__How to complete this task__: Transcribe the tail of the listing: start at the line containing "Look at the photo above. For each instance of the chair" and stop after the last line, keeping every character as is and adding nothing.
+++++
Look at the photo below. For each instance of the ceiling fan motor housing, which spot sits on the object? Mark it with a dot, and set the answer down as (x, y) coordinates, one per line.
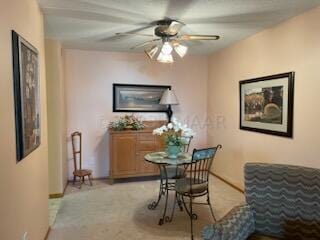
(164, 30)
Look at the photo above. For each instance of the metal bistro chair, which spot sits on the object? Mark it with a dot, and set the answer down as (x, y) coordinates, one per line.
(196, 183)
(77, 157)
(171, 174)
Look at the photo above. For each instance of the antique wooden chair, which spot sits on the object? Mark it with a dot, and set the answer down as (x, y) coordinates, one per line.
(76, 137)
(196, 183)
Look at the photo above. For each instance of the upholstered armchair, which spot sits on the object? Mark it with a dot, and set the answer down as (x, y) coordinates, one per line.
(283, 202)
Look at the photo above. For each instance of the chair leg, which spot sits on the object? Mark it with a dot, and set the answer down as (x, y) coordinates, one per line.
(191, 217)
(174, 206)
(209, 203)
(89, 177)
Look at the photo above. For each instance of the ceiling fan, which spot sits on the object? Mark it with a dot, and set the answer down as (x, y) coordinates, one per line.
(167, 39)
+++++
__Solution__:
Look at the photo above. For each instance of the chair leg, which spot sits on the object? Mark it with a dot, and set the answer down as (x, y) coordinates, one per line.
(191, 217)
(174, 206)
(209, 203)
(89, 177)
Look at the photo above. For each instance of the ceiling fan, which spot sits on the object? Mark it with a dot, and set the answer down as (x, y) coordinates, one per line.
(167, 39)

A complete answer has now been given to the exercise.